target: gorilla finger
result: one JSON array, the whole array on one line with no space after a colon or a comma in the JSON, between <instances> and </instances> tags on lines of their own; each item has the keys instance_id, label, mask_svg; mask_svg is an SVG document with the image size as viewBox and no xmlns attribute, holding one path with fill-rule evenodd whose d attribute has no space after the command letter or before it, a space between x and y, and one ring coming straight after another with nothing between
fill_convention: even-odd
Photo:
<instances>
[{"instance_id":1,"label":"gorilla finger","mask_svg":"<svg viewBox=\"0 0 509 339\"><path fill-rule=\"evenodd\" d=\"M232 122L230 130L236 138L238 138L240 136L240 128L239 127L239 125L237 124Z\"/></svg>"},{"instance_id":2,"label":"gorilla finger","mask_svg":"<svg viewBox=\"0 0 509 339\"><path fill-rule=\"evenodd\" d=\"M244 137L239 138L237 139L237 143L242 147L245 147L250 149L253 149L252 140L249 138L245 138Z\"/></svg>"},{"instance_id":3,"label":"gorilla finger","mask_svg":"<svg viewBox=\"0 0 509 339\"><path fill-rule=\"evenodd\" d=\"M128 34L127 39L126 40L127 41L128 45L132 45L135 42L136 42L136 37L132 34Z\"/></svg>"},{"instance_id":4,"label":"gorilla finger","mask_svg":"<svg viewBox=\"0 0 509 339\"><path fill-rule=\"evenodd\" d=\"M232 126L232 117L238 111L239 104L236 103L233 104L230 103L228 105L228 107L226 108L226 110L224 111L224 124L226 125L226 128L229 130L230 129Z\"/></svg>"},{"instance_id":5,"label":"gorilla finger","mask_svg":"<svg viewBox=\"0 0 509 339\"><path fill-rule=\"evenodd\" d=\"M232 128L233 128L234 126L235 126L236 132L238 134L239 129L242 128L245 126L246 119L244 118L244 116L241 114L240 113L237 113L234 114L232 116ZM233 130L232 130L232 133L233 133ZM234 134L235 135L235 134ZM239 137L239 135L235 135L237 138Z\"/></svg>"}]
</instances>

-*-

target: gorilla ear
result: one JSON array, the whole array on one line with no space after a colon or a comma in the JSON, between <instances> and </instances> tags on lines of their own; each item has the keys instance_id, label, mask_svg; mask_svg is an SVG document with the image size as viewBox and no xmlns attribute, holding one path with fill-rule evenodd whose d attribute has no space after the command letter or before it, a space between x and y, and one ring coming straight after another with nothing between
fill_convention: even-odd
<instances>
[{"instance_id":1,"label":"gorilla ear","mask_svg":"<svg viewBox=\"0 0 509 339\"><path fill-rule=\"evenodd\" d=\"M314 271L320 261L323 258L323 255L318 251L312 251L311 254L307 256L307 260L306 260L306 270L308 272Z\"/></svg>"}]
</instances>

-*-

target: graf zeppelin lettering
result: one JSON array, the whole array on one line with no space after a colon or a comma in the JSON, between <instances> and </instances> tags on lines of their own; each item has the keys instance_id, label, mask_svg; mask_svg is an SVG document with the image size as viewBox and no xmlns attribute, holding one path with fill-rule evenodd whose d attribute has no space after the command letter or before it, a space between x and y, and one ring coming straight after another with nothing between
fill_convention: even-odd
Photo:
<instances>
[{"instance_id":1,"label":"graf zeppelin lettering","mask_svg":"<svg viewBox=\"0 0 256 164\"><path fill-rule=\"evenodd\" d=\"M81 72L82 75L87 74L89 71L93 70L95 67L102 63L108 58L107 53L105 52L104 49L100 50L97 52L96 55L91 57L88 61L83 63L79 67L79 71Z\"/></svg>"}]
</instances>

-*-

Copy out every line of the material above that contains the string "target". Matching is case-sensitive.

THE ANSWER ->
target: gorilla finger
target: gorilla ear
target: graf zeppelin lettering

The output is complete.